» Obiettivo
Riporta senza alcuna modifica la parte delle voci che va dall'inizio fino alla riga che contiene "(128, 1067)", entrambe le estremità incluse. Lascia fuori dalla risposta le immagini.

[Voci di puntamento di oggetti nelle foto]
====

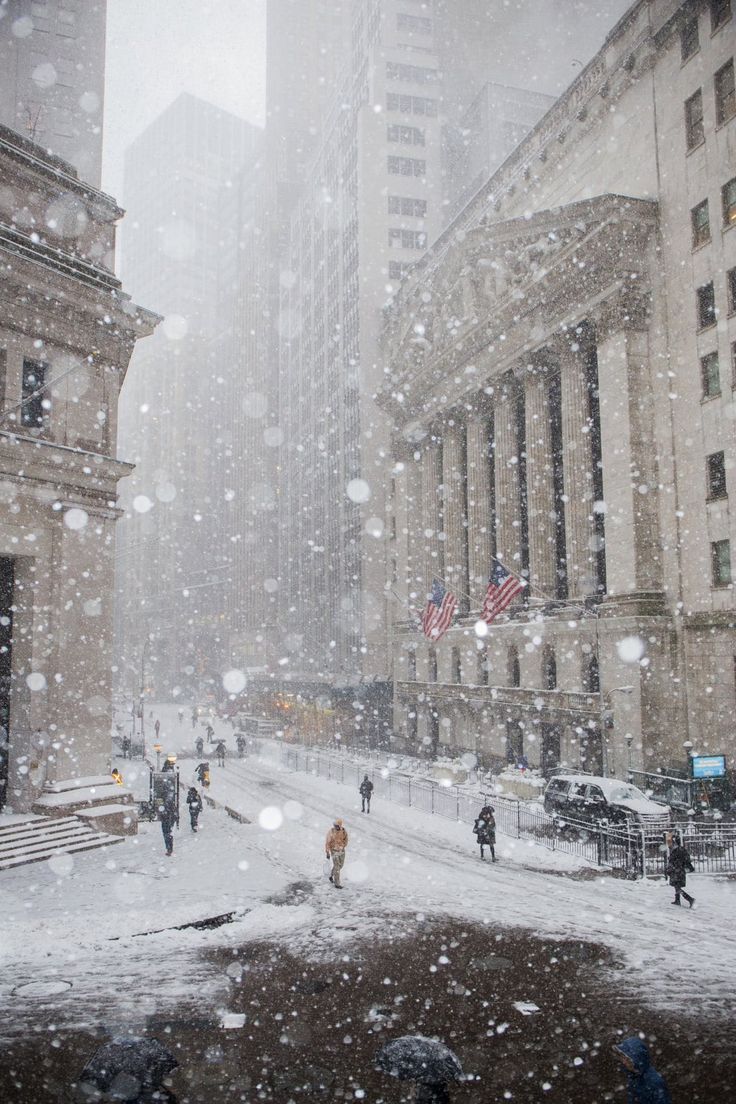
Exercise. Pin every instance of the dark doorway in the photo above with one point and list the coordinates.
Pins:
(7, 586)
(592, 753)
(550, 747)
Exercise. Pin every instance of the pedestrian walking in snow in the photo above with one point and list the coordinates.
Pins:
(194, 803)
(365, 791)
(168, 818)
(334, 849)
(679, 864)
(644, 1084)
(484, 829)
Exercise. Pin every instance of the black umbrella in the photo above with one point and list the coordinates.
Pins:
(428, 1062)
(128, 1067)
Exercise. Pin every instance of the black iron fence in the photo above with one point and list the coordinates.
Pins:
(630, 849)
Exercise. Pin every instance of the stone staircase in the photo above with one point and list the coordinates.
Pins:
(39, 838)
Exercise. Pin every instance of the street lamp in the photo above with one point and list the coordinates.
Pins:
(606, 715)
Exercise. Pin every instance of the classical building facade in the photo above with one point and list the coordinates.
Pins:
(560, 377)
(66, 335)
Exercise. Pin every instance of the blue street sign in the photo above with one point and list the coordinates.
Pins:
(708, 766)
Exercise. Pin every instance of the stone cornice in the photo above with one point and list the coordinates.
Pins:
(35, 462)
(518, 283)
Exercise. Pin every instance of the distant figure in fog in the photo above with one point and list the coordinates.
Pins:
(194, 803)
(365, 791)
(643, 1083)
(484, 829)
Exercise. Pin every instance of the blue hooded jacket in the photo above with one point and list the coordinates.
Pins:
(644, 1085)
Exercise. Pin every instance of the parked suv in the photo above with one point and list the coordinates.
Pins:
(593, 799)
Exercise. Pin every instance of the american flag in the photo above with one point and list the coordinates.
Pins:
(438, 613)
(502, 587)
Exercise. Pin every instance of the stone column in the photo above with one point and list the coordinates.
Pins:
(480, 499)
(633, 558)
(456, 532)
(540, 487)
(508, 499)
(432, 500)
(577, 470)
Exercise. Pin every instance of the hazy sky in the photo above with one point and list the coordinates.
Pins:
(156, 49)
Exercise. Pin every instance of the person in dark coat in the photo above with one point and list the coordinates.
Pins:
(365, 791)
(679, 864)
(194, 803)
(168, 818)
(643, 1083)
(484, 829)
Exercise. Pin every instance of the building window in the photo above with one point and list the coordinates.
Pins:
(728, 198)
(408, 136)
(398, 269)
(411, 105)
(711, 375)
(731, 287)
(34, 406)
(694, 131)
(725, 94)
(407, 240)
(716, 475)
(548, 669)
(483, 668)
(721, 562)
(407, 167)
(689, 39)
(513, 667)
(720, 13)
(415, 74)
(403, 204)
(705, 306)
(419, 23)
(701, 224)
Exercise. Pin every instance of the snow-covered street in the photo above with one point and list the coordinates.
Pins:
(131, 953)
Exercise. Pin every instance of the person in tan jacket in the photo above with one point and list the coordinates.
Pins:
(334, 848)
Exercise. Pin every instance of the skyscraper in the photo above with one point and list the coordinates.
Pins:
(179, 406)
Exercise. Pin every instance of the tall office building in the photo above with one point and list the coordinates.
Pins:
(52, 77)
(375, 191)
(180, 404)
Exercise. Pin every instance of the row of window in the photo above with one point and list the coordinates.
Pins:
(413, 74)
(404, 204)
(418, 23)
(407, 167)
(407, 240)
(725, 106)
(411, 105)
(705, 296)
(711, 373)
(409, 136)
(701, 215)
(690, 41)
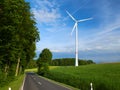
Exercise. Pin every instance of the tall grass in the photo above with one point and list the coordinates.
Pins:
(103, 76)
(15, 84)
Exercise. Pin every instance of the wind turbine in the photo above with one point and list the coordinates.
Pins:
(75, 27)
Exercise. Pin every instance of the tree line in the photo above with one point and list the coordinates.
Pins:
(18, 36)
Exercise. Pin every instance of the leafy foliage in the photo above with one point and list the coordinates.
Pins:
(18, 35)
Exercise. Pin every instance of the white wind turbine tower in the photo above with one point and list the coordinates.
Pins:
(75, 27)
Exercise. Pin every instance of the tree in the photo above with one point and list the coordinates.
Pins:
(43, 61)
(18, 35)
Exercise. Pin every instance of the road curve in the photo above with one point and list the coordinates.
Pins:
(33, 82)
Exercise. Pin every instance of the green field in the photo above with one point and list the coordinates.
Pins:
(15, 84)
(103, 76)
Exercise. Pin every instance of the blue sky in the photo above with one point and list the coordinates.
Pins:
(99, 38)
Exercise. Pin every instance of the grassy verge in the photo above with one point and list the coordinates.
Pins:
(61, 84)
(31, 70)
(15, 85)
(103, 76)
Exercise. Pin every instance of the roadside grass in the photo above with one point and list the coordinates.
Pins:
(61, 84)
(15, 85)
(31, 70)
(103, 76)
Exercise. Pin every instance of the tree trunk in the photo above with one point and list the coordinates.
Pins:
(17, 67)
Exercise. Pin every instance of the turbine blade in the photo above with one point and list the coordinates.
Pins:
(84, 20)
(71, 16)
(73, 28)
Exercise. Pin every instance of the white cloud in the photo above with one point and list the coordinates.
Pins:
(46, 11)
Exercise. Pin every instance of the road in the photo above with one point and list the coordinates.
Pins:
(33, 82)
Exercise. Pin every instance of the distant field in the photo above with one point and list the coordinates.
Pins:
(103, 76)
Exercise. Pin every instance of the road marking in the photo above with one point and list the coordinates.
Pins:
(39, 83)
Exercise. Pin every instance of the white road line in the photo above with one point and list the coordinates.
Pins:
(39, 83)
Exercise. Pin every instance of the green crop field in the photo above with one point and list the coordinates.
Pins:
(103, 76)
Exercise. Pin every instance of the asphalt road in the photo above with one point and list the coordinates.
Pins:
(33, 82)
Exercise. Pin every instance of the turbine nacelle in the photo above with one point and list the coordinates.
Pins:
(77, 21)
(76, 28)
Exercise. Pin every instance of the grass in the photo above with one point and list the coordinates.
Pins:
(15, 85)
(103, 76)
(31, 70)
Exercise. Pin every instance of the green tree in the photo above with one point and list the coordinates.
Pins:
(18, 35)
(43, 61)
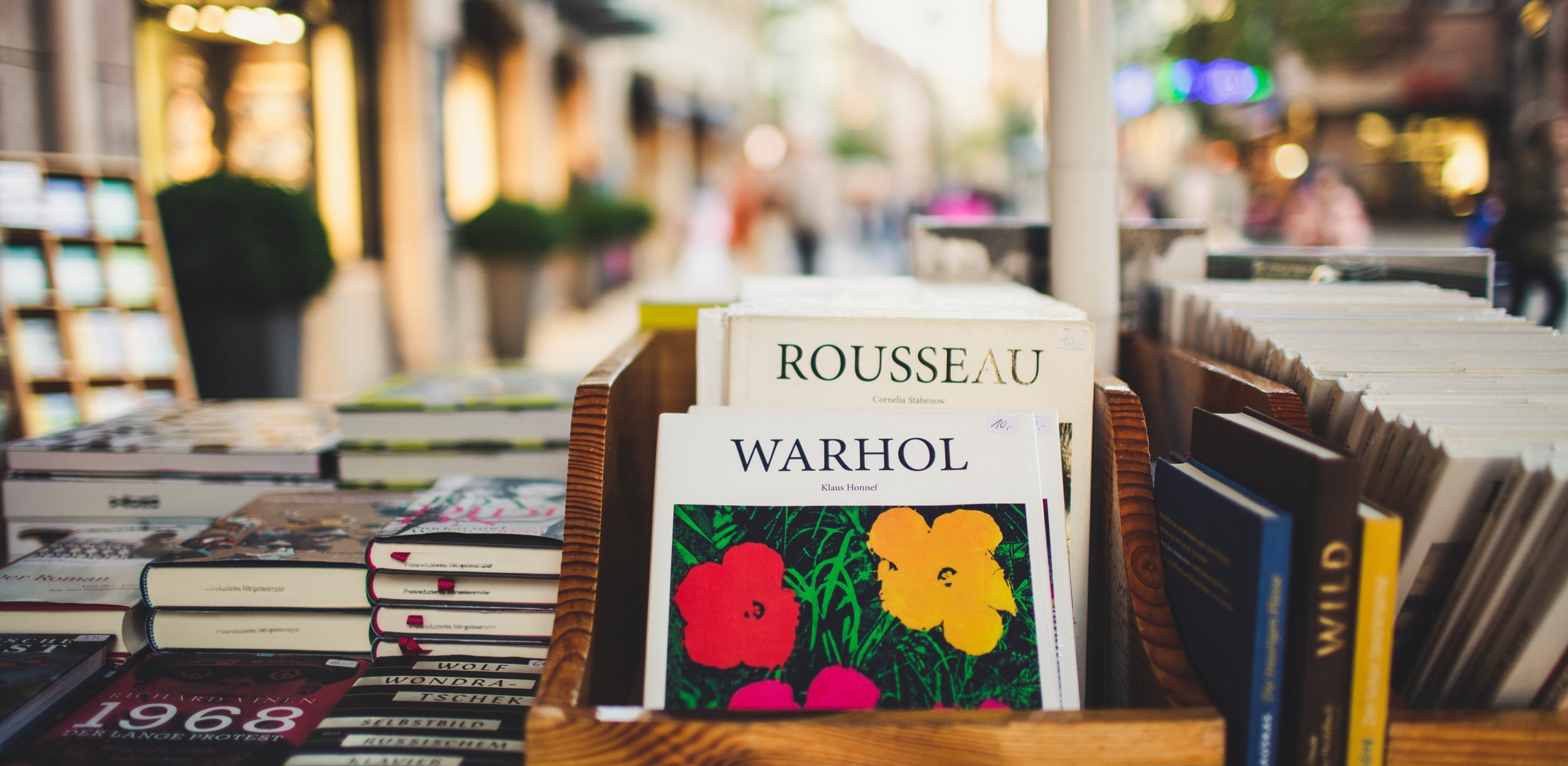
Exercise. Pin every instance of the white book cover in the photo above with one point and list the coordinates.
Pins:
(850, 560)
(904, 364)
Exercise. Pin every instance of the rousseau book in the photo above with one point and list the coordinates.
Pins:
(918, 539)
(1227, 574)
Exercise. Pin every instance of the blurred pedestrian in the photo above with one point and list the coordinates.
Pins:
(1325, 212)
(1526, 239)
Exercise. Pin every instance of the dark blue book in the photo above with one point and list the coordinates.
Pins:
(1228, 577)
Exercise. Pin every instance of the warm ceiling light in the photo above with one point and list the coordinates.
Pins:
(290, 29)
(1290, 160)
(211, 19)
(183, 18)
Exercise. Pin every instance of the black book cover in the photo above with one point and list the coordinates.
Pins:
(465, 707)
(1319, 486)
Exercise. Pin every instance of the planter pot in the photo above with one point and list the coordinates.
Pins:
(245, 355)
(509, 290)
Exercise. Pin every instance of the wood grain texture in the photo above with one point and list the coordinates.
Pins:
(1173, 381)
(1478, 738)
(1137, 655)
(575, 737)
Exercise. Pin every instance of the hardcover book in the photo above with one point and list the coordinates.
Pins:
(40, 673)
(55, 494)
(87, 583)
(1009, 358)
(493, 404)
(477, 525)
(397, 586)
(198, 710)
(226, 438)
(1227, 574)
(1319, 486)
(463, 710)
(295, 550)
(916, 538)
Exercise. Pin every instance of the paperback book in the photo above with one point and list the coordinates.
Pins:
(40, 673)
(198, 710)
(299, 550)
(918, 538)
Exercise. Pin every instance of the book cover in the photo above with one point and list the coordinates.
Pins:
(38, 673)
(469, 708)
(236, 436)
(918, 539)
(1374, 644)
(1227, 574)
(281, 550)
(921, 362)
(488, 389)
(452, 525)
(1319, 486)
(199, 710)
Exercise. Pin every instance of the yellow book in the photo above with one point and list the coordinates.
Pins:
(1374, 649)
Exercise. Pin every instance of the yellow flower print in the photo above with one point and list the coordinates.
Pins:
(943, 574)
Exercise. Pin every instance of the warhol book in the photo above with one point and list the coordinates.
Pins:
(832, 560)
(198, 710)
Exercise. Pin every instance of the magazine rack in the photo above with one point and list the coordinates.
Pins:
(1180, 380)
(585, 707)
(77, 380)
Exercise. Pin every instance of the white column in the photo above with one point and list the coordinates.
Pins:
(1086, 267)
(71, 35)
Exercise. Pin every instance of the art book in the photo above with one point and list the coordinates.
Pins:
(832, 560)
(198, 710)
(477, 525)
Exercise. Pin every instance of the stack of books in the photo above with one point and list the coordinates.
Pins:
(497, 422)
(1281, 585)
(283, 574)
(88, 583)
(896, 344)
(452, 710)
(1457, 412)
(472, 567)
(167, 463)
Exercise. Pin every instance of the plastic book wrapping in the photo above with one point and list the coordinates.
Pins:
(487, 389)
(198, 710)
(1318, 485)
(1374, 646)
(1227, 572)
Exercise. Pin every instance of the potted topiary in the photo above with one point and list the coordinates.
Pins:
(600, 231)
(512, 239)
(246, 256)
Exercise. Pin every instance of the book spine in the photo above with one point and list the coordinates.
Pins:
(1274, 585)
(1366, 730)
(1327, 611)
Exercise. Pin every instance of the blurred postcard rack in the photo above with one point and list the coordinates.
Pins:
(90, 320)
(1145, 705)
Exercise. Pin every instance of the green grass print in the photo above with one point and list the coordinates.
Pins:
(842, 622)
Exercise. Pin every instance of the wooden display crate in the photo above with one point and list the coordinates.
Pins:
(585, 710)
(77, 380)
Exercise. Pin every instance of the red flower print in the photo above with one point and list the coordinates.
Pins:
(833, 688)
(738, 611)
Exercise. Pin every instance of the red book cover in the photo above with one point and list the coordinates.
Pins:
(199, 710)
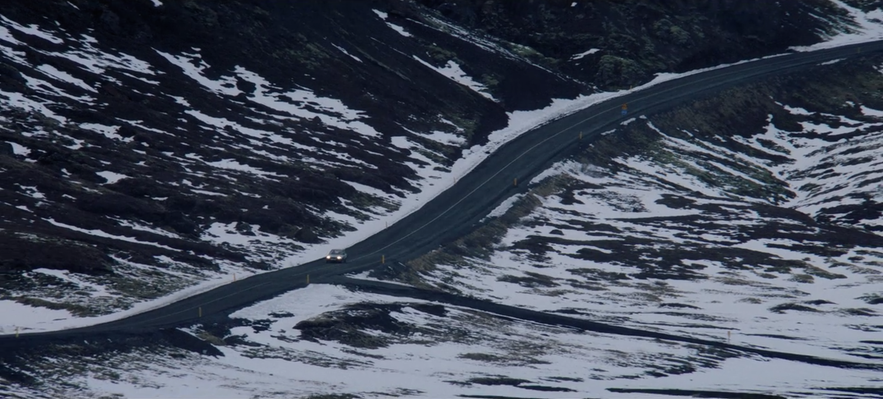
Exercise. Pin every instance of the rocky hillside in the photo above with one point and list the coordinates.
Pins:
(147, 145)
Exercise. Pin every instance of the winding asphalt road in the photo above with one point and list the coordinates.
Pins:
(457, 210)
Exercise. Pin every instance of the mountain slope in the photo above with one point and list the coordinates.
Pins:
(166, 143)
(154, 147)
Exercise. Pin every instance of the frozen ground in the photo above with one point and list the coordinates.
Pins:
(579, 253)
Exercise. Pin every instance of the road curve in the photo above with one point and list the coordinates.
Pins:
(455, 211)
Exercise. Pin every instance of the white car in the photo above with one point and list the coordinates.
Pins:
(336, 256)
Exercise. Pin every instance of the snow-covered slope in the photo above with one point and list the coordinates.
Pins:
(139, 172)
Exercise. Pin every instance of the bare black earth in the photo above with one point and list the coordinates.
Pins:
(450, 215)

====

» Risultato
Exercise. Pin every instance of the dark doorway in the photo above with one point and list the coordinates.
Pins:
(7, 586)
(592, 753)
(550, 747)
Exercise. Pin every instance of the pedestrian walking in snow in the photo above with one point and list the coordinates.
Pins:
(194, 803)
(365, 791)
(168, 818)
(334, 849)
(679, 864)
(644, 1084)
(484, 829)
Exercise. Pin every instance of the black umbrella in the photo above with one point and list the coordinates.
Pins:
(428, 1062)
(128, 1067)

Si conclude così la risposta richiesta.